Bagian Teks =>
◆ ◆ ◆ ◆
Bandar Lampung — Kasus produk pangan bermasalah mencuat di jaringan ritel Alfamart, Seorang konsumen bernama Ichwan mengaku mengalami gangguan kesehatan setelah mengonsumsi susu UHT yang dibelinya di Gerai Alfamart Jalan Endro Suratmin 2, Kecamatan Sukarame, Kota Bandar Lampung.
Produk susu tersebut diketahui masih belum masuk dalam masa kadaluwarsa, namun memiliki rasa basi dan tekstur menggumpal. Kondisi itu menimbulkan dugaan kuat bahwa produk tidak layak konsumsi meskipun secara administratif masih dinyatakan aman edar.
“Susu tidak berbau, tapi rasanya basi. Setelah minum sedikit saya mual dan buang air besar cair sampai tiga kali,” ujar Ichwan.
Alih-alih dianggap sebagai insiden tunggal, pihak Alfamart justru mengakui bahwa keluhan serupa pernah terjadi berulang kali. Pengakuan ini disampaikan langsung oleh Tia, bagian Merchandising (MD) PT Sumber Alfaria Trijaya Tbk wilayah Bandar Lampung.
“Kasus seperti ini sebelumnya juga pernah ada satu dua tiga konsumen yang komplain,” kata Tia saat ditemui di kantornya, Jumat (26/12/2025).
◆ ◆ ◆ ◆
Baris Data =>

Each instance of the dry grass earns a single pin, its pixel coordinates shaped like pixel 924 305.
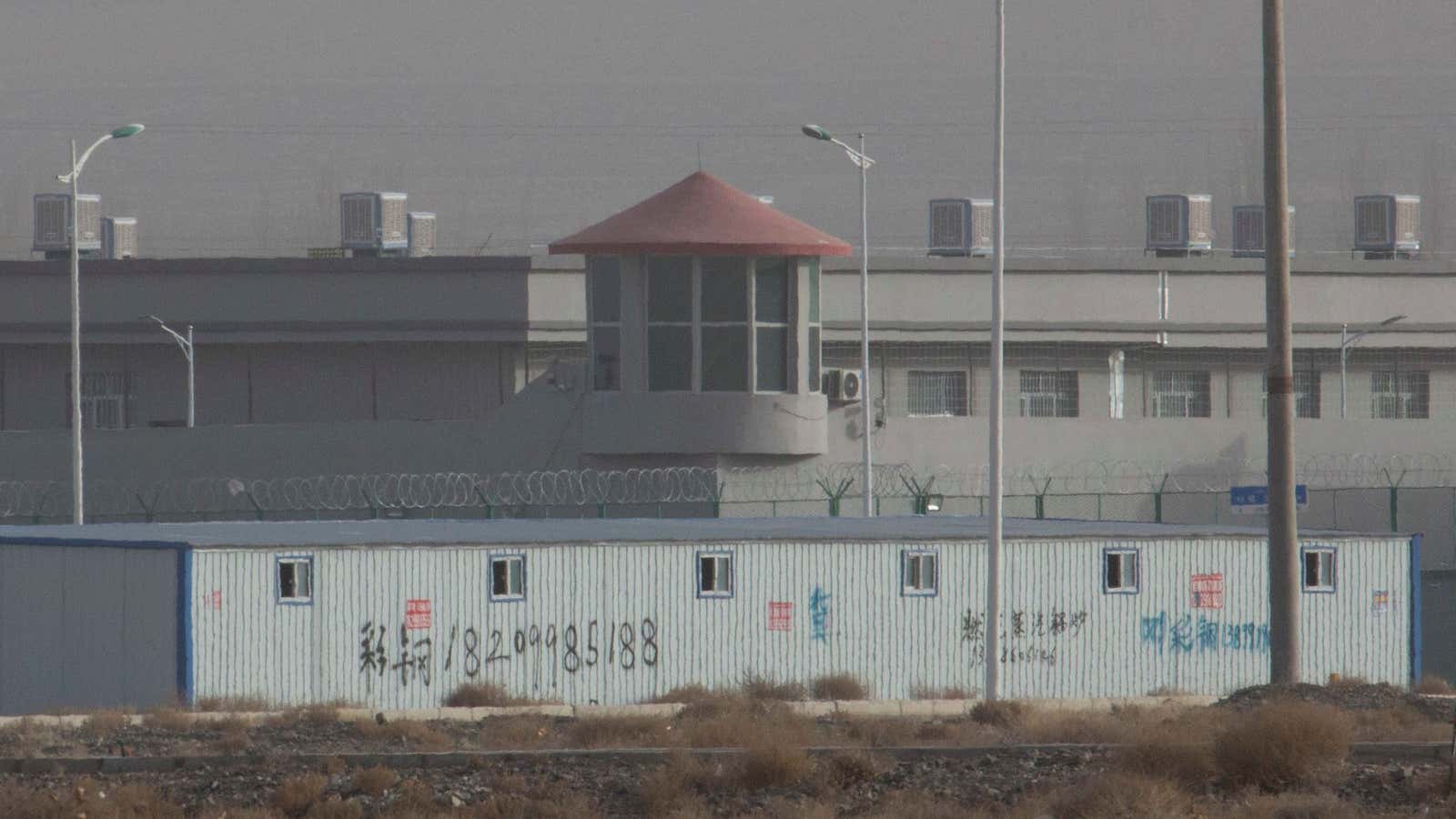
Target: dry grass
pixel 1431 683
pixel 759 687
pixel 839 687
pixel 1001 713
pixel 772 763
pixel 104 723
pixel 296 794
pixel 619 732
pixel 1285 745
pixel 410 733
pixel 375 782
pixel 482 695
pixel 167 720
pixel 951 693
◆ ◆ ◆ ◆
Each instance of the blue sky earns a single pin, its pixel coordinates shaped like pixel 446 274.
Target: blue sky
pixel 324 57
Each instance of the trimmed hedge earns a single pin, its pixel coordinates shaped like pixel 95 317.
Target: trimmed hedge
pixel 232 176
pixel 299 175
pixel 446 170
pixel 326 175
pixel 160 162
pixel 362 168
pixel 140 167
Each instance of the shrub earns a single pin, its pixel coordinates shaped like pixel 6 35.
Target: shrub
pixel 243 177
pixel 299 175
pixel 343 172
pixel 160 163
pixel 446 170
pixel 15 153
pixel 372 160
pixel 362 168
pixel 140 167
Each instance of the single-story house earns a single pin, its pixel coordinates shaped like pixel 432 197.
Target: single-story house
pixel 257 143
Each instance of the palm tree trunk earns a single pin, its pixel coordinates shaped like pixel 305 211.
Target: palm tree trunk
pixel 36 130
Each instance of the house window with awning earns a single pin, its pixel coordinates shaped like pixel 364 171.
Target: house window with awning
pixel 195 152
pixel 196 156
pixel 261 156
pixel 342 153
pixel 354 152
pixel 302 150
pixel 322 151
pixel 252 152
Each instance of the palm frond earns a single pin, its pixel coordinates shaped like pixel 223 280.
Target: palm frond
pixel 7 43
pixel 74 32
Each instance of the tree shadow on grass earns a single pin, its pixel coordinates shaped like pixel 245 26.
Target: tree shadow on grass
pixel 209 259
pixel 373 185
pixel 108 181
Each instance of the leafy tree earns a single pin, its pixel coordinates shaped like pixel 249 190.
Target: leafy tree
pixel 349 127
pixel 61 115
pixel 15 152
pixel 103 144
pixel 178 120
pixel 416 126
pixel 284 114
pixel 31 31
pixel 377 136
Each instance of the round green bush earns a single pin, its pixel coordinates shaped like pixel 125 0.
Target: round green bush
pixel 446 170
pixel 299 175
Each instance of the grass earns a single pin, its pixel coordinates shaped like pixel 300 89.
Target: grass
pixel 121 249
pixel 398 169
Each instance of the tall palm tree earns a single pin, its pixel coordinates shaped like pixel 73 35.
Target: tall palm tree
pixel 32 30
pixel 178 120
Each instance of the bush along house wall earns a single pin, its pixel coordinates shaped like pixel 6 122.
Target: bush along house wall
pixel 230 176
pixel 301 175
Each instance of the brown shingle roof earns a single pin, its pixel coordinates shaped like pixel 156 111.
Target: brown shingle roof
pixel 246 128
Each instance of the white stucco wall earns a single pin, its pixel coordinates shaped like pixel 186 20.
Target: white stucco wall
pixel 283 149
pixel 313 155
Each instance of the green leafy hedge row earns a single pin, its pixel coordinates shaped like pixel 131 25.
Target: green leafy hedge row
◆ ◆ ◆ ◆
Daftar Tugas =>
1/ Jawablah pertanyaan berikut berdasarkan berita tentang susu UHT basi itu.
(a) Di jalan apa letak gerai Alfamart tempat Ichwan membeli susu UHT tersebut?
(b) Berapa kali Ichwan buang air besar cair setelah meminum susu itu?
(c) Apa bagian tempat Tia bekerja di PT Sumber Alfaria Trijaya Tbk wilayah Bandar Lampung?
2/ Tuliskan ulang bagian berita tentang susu UHT basi itu antara "Bandar Lampung —" dan "dinyatakan aman edar.", termasuk kedua ujungnya, tanpa mengubah satu kata pun.
Data di atas tidak berperan apa pun dalam hal ini.

Jawaban =>
1/
(a) Jalan Endro Suratmin 2, Kecamatan Sukarame, Kota Bandar Lampung.
(b) Tiga kali.
(c) Bagian Merchandising (MD).

2/
Bandar Lampung — Kasus produk pangan bermasalah mencuat di jaringan ritel Alfamart, Seorang konsumen bernama Ichwan mengaku mengalami gangguan kesehatan setelah mengonsumsi susu UHT yang dibelinya di Gerai Alfamart Jalan Endro Suratmin 2, Kecamatan Sukarame, Kota Bandar Lampung.
Produk susu tersebut diketahui masih belum masuk dalam masa kadaluwarsa, namun memiliki rasa basi dan tekstur menggumpal. Kondisi itu menimbulkan dugaan kuat bahwa produk tidak layak konsumsi meskipun secara administratif masih dinyatakan aman edar.